#### Problem description:
From the letter below about arriving in Rome, extract word for word the passage from "The remainder of" up to and including "Strada del Babuino.".

#### Document segment:
— START —

The remainder of the journey was nearly as tiresome as the first part of it; but at length, from a lofty ridge of hills, we this afternoon looked down on the deserted Campania, above the apparently unbroken surface of which arose the dome of S. Peter's. Then, passing a few ruined antiquities, we crossed the Ponte Molle, found a "lascia passare"* at the Porta del
* The "lascia passare” is an order from the Papal government, which the banker Tarlonia has the goodness to obtain for foreigners who demand it, and by means of which they are permitted to enter the town without having their baggage visited.
Popolo, and engaged an apartment in the Hotel de la Grande Bretagne, Strada del Babuino.
Here then I am in Rome; in Rome, still the capital of the world, subdued first by arms, then by religion! But you, no doubt, conceive all the sublime reflections I might make on this my first arrival in the "Eternal City." I leave them, therefore, to your imagination; for, to say the truth, I am far from being in the mood. requisite for classical ebullitions. I could have sent you plenty of them a few hours ago: thus reversing the custom of French orators, who publish in the newspapers the speeches they had intended to make: but, a few hours ago, I had not passed the public walks crowded with ROMANS drest in round hats and London cut coats; I had not been questioned by a ROMAN custom-house officer, if I was the "Signore "Inglese," mentioned in the "lascia passarre ;" I had not debated, in French, with a ROMAN innkeeper about the price of our lodging,— the which debate ended in our engaging to keep it for one week at least at one louis a day; I had not been obliged to turn out of our apartment some ROMAN porters, who demanded an exorbitant price for having carried up our
luggage; and I was not sitting in a ROMAN room covered with an English carpet, and papered with views of Paris. But such having been, and being the case, I can only wish you a homely-Good night!
MY DEAR FRIEND,
Rome, November 4, 1823.

— END —

#### Raw data:
— START —

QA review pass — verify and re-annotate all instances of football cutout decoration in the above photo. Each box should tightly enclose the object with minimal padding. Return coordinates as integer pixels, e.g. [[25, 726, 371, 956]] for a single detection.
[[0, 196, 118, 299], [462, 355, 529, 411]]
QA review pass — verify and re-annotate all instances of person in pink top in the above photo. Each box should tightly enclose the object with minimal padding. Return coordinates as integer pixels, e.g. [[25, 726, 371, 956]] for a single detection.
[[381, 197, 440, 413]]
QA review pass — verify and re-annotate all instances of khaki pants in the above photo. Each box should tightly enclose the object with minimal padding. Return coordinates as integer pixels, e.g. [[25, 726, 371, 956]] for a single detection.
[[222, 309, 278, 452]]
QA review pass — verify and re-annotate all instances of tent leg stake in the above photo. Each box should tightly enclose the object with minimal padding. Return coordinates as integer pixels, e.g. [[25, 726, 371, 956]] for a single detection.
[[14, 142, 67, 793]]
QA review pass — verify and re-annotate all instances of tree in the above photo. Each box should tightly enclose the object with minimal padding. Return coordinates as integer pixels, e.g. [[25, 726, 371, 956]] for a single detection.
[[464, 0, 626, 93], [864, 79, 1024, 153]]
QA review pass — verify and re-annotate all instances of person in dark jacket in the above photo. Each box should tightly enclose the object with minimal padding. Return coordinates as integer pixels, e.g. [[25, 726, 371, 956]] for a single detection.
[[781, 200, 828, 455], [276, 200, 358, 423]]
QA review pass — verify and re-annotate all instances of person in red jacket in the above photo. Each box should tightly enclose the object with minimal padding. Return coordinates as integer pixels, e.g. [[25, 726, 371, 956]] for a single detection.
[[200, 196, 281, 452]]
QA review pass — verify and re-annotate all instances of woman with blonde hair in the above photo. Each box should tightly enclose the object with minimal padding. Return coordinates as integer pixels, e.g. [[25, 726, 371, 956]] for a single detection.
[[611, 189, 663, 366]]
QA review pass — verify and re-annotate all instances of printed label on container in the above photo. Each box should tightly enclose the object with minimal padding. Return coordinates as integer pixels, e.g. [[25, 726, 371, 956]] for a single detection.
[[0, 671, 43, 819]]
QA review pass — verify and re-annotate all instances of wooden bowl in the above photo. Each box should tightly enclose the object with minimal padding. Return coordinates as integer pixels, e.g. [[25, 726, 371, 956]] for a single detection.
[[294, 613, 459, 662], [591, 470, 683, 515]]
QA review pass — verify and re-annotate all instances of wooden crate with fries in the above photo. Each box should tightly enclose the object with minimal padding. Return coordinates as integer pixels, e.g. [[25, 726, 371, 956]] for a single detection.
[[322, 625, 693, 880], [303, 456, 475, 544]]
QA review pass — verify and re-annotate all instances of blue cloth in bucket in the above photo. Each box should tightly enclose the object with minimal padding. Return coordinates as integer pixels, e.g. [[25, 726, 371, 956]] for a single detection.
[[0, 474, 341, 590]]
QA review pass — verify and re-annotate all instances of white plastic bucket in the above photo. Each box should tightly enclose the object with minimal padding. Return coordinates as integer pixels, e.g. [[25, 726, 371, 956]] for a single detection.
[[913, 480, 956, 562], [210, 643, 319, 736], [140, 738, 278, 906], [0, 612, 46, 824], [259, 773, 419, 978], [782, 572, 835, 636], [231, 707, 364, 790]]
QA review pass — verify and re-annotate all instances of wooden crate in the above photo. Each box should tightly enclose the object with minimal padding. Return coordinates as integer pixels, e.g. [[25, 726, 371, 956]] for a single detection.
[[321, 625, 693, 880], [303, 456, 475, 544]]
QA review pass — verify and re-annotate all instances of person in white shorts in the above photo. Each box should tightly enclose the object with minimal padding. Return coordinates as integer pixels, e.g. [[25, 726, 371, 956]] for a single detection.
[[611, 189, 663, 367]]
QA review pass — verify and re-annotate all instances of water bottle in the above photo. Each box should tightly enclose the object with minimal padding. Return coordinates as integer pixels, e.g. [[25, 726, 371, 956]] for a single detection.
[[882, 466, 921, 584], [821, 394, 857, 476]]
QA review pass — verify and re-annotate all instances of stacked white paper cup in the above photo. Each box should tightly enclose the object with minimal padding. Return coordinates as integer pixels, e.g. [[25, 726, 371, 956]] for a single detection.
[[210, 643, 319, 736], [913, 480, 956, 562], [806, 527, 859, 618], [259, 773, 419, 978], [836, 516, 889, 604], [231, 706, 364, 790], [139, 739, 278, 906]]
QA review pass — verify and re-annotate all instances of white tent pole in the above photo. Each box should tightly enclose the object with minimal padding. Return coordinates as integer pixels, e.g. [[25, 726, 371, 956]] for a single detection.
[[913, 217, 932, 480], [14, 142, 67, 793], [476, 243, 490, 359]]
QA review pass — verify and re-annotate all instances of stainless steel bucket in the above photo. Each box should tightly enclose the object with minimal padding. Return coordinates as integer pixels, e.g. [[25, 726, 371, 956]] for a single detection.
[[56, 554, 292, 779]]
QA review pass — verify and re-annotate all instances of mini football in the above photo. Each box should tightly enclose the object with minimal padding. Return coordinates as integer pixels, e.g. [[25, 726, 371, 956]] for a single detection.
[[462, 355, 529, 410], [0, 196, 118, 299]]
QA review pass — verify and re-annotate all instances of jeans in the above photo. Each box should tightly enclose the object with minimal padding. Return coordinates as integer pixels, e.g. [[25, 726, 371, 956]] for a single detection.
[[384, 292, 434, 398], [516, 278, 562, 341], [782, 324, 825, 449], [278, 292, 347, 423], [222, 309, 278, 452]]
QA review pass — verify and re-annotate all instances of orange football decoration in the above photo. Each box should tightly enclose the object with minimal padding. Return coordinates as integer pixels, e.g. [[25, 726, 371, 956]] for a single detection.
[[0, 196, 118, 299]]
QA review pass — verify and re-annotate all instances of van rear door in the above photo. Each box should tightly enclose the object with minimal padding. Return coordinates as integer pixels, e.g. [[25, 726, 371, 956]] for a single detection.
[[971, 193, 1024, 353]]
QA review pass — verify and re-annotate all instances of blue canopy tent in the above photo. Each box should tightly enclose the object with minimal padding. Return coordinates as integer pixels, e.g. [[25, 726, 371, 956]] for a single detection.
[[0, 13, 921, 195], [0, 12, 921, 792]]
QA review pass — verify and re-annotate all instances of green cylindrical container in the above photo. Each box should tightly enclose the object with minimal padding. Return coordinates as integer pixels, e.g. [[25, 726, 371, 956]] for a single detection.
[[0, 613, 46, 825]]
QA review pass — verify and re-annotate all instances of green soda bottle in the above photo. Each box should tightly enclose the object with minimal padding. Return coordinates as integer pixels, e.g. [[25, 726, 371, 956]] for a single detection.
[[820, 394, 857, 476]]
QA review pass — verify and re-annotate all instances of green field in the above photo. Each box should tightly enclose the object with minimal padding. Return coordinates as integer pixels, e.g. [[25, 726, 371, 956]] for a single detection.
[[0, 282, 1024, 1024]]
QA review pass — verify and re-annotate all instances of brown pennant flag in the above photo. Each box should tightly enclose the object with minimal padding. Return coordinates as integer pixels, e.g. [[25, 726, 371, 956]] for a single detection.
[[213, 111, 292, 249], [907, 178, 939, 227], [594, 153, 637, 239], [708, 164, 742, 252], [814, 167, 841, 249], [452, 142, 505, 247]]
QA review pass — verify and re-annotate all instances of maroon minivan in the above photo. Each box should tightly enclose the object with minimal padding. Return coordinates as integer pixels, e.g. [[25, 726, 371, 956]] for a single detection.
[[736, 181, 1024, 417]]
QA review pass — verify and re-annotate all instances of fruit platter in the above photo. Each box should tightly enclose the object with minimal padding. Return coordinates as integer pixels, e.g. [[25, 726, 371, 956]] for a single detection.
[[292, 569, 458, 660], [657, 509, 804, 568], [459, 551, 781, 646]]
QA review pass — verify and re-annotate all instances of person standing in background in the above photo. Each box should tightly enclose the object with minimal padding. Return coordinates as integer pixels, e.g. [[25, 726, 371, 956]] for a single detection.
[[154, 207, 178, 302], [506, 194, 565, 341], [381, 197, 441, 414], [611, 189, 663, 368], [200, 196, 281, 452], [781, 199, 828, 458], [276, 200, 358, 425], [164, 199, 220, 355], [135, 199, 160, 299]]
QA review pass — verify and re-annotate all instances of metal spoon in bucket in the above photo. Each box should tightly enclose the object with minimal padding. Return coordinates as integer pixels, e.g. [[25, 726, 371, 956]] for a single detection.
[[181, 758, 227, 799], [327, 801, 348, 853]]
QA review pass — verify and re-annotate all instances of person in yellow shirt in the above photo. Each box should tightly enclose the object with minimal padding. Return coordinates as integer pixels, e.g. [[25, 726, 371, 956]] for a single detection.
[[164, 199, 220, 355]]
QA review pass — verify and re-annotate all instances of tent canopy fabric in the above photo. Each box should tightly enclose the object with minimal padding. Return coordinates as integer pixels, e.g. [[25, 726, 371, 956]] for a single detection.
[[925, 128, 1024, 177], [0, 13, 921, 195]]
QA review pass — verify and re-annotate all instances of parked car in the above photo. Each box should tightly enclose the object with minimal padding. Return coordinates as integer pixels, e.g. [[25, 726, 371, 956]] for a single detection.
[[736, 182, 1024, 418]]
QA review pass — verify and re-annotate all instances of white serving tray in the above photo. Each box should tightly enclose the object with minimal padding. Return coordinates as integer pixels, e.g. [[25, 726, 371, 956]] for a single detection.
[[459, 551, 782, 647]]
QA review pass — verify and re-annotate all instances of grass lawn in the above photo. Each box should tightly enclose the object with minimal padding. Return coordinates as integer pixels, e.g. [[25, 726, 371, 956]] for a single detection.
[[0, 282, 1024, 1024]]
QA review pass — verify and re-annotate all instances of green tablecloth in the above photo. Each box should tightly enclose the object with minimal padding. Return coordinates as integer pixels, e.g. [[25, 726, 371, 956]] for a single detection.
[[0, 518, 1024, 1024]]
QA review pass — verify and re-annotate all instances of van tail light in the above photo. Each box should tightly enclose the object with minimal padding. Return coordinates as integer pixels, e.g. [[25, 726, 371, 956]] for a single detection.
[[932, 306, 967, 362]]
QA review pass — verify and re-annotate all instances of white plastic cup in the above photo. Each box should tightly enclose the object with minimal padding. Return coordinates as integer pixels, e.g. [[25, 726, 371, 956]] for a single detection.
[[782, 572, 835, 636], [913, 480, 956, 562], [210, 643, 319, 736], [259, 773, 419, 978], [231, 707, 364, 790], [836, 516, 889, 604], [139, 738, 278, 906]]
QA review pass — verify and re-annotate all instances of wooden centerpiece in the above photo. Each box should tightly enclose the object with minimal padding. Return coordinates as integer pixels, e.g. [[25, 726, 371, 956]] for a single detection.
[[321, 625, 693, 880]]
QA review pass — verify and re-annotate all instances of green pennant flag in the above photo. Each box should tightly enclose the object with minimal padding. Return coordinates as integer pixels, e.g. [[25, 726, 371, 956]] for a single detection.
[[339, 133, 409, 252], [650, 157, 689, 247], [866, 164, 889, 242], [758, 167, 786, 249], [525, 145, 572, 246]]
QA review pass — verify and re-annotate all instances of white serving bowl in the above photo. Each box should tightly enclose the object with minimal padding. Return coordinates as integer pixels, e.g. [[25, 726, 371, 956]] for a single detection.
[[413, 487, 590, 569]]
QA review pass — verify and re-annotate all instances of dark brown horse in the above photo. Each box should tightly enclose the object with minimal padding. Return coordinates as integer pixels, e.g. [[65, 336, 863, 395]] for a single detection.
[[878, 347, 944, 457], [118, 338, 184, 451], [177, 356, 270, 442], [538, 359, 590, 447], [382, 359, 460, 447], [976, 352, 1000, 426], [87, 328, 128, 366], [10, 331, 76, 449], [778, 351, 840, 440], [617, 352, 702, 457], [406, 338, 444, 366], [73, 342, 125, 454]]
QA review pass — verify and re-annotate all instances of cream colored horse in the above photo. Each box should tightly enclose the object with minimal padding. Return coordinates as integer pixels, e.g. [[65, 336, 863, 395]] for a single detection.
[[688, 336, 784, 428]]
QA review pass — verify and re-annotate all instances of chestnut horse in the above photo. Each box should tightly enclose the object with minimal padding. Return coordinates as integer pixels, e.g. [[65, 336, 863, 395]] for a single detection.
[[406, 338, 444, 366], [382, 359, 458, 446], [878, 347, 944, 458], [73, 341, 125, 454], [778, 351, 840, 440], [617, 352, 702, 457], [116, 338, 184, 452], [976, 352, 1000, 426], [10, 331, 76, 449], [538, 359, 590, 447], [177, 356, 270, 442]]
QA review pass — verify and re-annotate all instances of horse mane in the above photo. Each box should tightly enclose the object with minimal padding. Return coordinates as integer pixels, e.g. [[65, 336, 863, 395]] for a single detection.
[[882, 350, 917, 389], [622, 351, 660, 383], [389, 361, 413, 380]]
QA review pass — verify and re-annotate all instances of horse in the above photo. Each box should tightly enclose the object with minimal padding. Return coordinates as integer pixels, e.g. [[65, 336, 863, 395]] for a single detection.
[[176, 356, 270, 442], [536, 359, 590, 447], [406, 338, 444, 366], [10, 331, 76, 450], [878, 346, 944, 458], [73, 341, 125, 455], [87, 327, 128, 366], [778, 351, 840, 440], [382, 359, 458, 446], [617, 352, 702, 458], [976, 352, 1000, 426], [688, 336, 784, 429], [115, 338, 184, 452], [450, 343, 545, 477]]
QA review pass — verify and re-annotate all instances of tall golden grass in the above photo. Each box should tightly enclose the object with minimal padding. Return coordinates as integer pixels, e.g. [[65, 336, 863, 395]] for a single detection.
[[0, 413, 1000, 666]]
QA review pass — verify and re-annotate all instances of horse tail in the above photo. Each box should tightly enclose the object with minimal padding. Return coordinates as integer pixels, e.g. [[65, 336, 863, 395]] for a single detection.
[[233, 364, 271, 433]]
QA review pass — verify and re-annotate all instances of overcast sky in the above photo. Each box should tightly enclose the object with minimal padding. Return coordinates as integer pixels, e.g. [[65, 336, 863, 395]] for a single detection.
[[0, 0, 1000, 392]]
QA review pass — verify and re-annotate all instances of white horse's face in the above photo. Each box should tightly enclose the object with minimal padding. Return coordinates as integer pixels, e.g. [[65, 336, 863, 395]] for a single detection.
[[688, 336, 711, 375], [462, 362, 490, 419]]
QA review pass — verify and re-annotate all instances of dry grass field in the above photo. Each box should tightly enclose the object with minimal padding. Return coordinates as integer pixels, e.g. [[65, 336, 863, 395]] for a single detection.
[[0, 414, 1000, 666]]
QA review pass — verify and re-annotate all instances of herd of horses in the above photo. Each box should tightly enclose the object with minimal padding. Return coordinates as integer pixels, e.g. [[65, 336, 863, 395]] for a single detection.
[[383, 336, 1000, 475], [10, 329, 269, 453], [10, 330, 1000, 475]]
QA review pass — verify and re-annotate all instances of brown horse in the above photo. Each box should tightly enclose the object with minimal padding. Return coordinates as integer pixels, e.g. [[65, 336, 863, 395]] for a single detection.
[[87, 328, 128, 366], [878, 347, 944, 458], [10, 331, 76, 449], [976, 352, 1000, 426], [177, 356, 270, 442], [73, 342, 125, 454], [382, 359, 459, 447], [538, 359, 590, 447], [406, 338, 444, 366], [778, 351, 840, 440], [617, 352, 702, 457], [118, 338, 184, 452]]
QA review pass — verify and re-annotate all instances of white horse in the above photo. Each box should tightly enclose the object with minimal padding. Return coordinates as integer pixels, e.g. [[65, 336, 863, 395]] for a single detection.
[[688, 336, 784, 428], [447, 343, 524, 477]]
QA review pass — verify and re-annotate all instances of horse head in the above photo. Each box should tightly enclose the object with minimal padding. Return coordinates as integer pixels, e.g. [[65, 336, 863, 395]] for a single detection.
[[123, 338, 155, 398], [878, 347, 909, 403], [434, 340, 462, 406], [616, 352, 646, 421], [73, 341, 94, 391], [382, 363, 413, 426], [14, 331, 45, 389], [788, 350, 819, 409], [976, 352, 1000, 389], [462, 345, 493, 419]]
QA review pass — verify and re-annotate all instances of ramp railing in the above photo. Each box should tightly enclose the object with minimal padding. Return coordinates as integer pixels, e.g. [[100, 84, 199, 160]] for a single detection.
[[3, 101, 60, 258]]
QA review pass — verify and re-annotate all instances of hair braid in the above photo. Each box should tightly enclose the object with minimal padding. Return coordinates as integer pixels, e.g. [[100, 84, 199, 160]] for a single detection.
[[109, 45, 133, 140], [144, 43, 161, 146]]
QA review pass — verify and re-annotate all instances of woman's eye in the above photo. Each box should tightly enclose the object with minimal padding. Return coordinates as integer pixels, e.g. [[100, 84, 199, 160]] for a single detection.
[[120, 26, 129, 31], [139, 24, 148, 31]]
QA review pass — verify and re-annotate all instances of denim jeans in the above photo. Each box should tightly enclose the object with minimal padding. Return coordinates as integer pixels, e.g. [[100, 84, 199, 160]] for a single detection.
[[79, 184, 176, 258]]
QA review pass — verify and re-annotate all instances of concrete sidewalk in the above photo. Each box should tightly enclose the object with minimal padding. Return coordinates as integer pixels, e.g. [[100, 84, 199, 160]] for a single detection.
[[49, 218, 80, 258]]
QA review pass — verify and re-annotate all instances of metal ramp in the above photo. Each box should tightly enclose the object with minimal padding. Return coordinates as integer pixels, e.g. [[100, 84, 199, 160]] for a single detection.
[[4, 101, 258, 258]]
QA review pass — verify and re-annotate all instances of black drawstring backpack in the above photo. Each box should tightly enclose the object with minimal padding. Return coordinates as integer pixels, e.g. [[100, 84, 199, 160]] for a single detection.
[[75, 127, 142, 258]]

— END —

#### Finished exercise:
The remainder of the journey was nearly as tiresome as the first part of it; but at length, from a lofty ridge of hills, we this afternoon looked down on the deserted Campania, above the apparently unbroken surface of which arose the dome of S. Peter's. Then, passing a few ruined antiquities, we crossed the Ponte Molle, found a "lascia passare"* at the Porta del
* The "lascia passare” is an order from the Papal government, which the banker Tarlonia has the goodness to obtain for foreigners who demand it, and by means of which they are permitted to enter the town without having their baggage visited.
Popolo, and engaged an apartment in the Hotel de la Grande Bretagne, Strada del Babuino.